[Dataset records about object locations]
# # # # #
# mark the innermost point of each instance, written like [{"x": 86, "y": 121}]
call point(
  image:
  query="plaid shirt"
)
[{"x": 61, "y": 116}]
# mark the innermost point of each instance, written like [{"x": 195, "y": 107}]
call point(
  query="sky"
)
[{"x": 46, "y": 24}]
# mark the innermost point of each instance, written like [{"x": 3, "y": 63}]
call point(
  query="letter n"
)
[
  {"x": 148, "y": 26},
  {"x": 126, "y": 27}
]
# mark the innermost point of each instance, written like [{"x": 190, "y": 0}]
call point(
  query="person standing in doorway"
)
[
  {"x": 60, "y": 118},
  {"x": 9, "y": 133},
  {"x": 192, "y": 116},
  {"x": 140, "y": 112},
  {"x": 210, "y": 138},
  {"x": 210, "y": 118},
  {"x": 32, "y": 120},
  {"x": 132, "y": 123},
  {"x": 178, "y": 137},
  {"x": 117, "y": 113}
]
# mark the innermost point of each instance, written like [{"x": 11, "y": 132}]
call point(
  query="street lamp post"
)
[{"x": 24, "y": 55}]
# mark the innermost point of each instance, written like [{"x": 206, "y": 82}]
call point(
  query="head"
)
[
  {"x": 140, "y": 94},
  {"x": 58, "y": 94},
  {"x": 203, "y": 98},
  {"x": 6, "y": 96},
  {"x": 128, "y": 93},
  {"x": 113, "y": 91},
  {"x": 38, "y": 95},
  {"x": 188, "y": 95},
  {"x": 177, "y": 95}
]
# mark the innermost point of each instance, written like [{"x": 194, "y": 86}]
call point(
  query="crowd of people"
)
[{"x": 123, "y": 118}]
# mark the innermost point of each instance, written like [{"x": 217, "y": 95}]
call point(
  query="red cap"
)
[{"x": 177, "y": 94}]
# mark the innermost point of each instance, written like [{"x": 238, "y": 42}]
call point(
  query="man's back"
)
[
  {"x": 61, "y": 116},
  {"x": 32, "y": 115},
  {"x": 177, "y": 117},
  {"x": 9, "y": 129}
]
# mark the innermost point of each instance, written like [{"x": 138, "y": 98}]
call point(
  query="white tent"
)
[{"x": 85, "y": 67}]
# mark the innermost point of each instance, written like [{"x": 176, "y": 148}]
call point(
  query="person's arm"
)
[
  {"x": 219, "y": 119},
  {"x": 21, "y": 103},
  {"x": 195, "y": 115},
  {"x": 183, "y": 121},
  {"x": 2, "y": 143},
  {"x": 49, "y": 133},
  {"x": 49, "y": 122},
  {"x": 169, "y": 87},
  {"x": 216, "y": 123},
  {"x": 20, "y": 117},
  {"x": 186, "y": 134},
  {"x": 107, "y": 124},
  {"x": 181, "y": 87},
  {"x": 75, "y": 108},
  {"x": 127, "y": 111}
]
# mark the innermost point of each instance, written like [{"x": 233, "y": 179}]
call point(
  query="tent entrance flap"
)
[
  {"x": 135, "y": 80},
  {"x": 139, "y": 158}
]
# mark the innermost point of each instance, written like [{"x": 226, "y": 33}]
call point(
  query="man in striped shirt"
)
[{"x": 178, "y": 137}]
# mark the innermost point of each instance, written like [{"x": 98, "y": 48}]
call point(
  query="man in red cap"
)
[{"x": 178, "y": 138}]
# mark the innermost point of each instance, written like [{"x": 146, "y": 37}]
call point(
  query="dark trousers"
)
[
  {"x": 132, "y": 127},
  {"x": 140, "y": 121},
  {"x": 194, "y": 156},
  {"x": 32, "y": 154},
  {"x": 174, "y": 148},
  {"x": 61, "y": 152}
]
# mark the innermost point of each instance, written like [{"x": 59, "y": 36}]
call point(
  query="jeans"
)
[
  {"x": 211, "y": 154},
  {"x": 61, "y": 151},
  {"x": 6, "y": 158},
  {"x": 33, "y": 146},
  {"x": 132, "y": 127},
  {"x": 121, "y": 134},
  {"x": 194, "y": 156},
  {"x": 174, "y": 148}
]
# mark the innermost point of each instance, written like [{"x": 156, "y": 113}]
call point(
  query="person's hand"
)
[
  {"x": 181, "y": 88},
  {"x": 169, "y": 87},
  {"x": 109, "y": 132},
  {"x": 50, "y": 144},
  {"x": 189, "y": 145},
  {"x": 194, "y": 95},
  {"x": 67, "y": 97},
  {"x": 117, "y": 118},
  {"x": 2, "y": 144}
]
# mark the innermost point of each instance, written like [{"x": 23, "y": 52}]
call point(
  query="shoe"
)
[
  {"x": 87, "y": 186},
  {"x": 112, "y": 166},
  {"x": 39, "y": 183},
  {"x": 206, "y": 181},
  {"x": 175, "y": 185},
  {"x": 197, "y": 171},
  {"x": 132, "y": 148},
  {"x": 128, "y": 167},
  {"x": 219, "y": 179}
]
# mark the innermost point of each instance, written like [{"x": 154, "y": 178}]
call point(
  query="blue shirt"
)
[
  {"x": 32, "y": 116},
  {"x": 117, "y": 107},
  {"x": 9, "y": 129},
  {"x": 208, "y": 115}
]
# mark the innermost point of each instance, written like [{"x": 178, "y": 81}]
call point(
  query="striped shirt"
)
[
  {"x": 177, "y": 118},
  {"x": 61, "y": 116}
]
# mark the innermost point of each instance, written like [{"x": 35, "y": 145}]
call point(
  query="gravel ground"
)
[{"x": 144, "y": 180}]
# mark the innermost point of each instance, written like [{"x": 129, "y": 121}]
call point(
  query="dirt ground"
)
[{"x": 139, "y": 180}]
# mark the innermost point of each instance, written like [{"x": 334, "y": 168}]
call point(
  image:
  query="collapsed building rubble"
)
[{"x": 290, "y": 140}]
# # # # #
THE EXERCISE = Write out the records shown above, exactly as they appear.

RESULT FOR THIS TASK =
# mark the innermost point of each instance, written like [{"x": 86, "y": 121}]
call point(
  image:
  query="plaid shirt"
)
[{"x": 61, "y": 116}]
# mark the innermost point of each instance, written like [{"x": 195, "y": 107}]
call point(
  query="sky"
)
[{"x": 46, "y": 24}]
# mark the innermost point of each instance, written like [{"x": 3, "y": 63}]
call point(
  query="letter n"
)
[
  {"x": 148, "y": 26},
  {"x": 126, "y": 27}
]
# mark the innermost point of each instance, written like [{"x": 190, "y": 0}]
call point(
  query="person standing in doorway"
)
[
  {"x": 60, "y": 118},
  {"x": 9, "y": 133},
  {"x": 192, "y": 116},
  {"x": 140, "y": 112},
  {"x": 210, "y": 138},
  {"x": 210, "y": 118},
  {"x": 32, "y": 120},
  {"x": 132, "y": 123},
  {"x": 178, "y": 137},
  {"x": 117, "y": 113}
]
# mark the innermost point of each instance, written like [{"x": 11, "y": 132}]
call point(
  query="street lamp post"
)
[{"x": 24, "y": 55}]
# mark the innermost point of each instance, written like [{"x": 206, "y": 82}]
call point(
  query="head"
)
[
  {"x": 140, "y": 94},
  {"x": 58, "y": 94},
  {"x": 203, "y": 98},
  {"x": 6, "y": 96},
  {"x": 128, "y": 93},
  {"x": 113, "y": 91},
  {"x": 38, "y": 95},
  {"x": 188, "y": 95},
  {"x": 177, "y": 95}
]
# mark the innermost point of each instance, written like [{"x": 194, "y": 86}]
call point(
  query="crowd of people"
)
[{"x": 123, "y": 118}]
# mark the innermost point of each instance, written like [{"x": 217, "y": 95}]
call point(
  query="red cap"
)
[{"x": 177, "y": 94}]
# mark the innermost point of each instance, written like [{"x": 238, "y": 42}]
call point(
  query="man's back"
)
[
  {"x": 61, "y": 116},
  {"x": 32, "y": 115},
  {"x": 177, "y": 117},
  {"x": 9, "y": 129}
]
# mark the innermost point of each instance, written like [{"x": 138, "y": 98}]
call point(
  query="white tent"
)
[{"x": 85, "y": 67}]
# mark the innermost point of each instance, written like [{"x": 176, "y": 148}]
call point(
  query="person's arm"
)
[
  {"x": 219, "y": 119},
  {"x": 21, "y": 103},
  {"x": 195, "y": 115},
  {"x": 183, "y": 121},
  {"x": 2, "y": 143},
  {"x": 49, "y": 133},
  {"x": 49, "y": 122},
  {"x": 169, "y": 87},
  {"x": 216, "y": 123},
  {"x": 20, "y": 117},
  {"x": 186, "y": 134},
  {"x": 107, "y": 124},
  {"x": 181, "y": 87},
  {"x": 75, "y": 108},
  {"x": 127, "y": 111}
]
# mark the innermost point of each instance, written like [{"x": 233, "y": 179}]
call point(
  query="tent entrance flap"
)
[
  {"x": 135, "y": 80},
  {"x": 139, "y": 158}
]
# mark the innermost point of each instance, written like [{"x": 226, "y": 33}]
call point(
  query="man in striped shirt"
)
[{"x": 178, "y": 137}]
# mark the innermost point of each instance, written like [{"x": 98, "y": 48}]
call point(
  query="man in red cap"
)
[{"x": 178, "y": 138}]
# mark the innermost point of each instance, written like [{"x": 146, "y": 37}]
call point(
  query="dark trousers"
)
[
  {"x": 132, "y": 127},
  {"x": 140, "y": 121},
  {"x": 194, "y": 156},
  {"x": 32, "y": 154},
  {"x": 174, "y": 148},
  {"x": 61, "y": 152}
]
# mark the innermost point of each instance, written like [{"x": 59, "y": 36}]
call point(
  query="jeans"
)
[
  {"x": 211, "y": 154},
  {"x": 61, "y": 151},
  {"x": 6, "y": 158},
  {"x": 33, "y": 146},
  {"x": 132, "y": 127},
  {"x": 121, "y": 134},
  {"x": 194, "y": 156},
  {"x": 174, "y": 148}
]
# mark the innermost point of each instance, written like [{"x": 156, "y": 113}]
call point(
  query="person's hand"
)
[
  {"x": 181, "y": 88},
  {"x": 169, "y": 87},
  {"x": 109, "y": 132},
  {"x": 50, "y": 144},
  {"x": 189, "y": 145},
  {"x": 194, "y": 95},
  {"x": 67, "y": 97},
  {"x": 117, "y": 118},
  {"x": 2, "y": 144}
]
# mark the innermost point of each instance, written like [{"x": 23, "y": 52}]
call point(
  query="shoe"
)
[
  {"x": 87, "y": 186},
  {"x": 112, "y": 166},
  {"x": 39, "y": 183},
  {"x": 206, "y": 181},
  {"x": 175, "y": 185},
  {"x": 197, "y": 171},
  {"x": 132, "y": 148},
  {"x": 128, "y": 167},
  {"x": 219, "y": 179}
]
# mark the innermost point of each instance, written like [{"x": 154, "y": 178}]
call point(
  query="blue shirt"
)
[
  {"x": 32, "y": 116},
  {"x": 117, "y": 107},
  {"x": 9, "y": 129},
  {"x": 208, "y": 115}
]
# mark the innermost point of each instance, written like [{"x": 178, "y": 81}]
call point(
  query="striped shirt"
)
[
  {"x": 177, "y": 118},
  {"x": 61, "y": 116}
]
# mark the innermost point of each instance, written like [{"x": 35, "y": 145}]
call point(
  query="gravel ground"
)
[{"x": 144, "y": 180}]
# mark the innermost point of each instance, written like [{"x": 129, "y": 121}]
call point(
  query="dirt ground"
)
[{"x": 139, "y": 180}]
# mark the innermost point of each instance, written like [{"x": 334, "y": 168}]
call point(
  image:
  query="collapsed building rubble"
)
[{"x": 290, "y": 140}]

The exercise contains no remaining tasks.